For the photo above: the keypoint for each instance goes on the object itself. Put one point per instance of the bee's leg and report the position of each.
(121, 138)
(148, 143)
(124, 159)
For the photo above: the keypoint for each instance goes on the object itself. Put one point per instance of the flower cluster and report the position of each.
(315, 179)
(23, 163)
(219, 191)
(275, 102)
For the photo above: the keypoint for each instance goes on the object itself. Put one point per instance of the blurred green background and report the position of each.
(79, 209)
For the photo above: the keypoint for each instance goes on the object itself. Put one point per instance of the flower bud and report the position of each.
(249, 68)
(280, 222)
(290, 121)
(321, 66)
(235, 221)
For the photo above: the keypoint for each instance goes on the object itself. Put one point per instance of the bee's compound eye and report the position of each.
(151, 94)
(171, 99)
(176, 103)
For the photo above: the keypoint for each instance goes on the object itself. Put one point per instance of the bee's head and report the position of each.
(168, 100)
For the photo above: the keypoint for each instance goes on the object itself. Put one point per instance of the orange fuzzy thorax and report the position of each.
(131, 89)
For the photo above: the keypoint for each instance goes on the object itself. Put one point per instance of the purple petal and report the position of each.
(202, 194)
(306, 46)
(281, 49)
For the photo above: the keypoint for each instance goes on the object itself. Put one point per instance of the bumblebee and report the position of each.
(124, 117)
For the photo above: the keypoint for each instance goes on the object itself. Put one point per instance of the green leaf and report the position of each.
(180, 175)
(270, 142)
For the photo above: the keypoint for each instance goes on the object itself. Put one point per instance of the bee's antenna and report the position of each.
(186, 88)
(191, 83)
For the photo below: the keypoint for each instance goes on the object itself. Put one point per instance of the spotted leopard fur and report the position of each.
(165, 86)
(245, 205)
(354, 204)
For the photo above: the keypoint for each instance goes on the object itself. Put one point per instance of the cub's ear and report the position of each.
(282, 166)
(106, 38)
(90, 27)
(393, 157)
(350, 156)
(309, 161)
========
Exercise: The answer should consist only of the lines from the one with "For the photo below: the" to the final line of the records above, retyped word for word.

Answer box:
For the photo below: the keypoint for each instance goes on the object itself. Put one point per instance of the spotted leopard fur and report the position of each.
(165, 86)
(245, 205)
(354, 204)
For the photo above: the keypoint for each instance goes on the object itself. Put one point per instance of the cub's ear and report the position of each.
(282, 166)
(106, 38)
(90, 27)
(393, 157)
(350, 156)
(309, 161)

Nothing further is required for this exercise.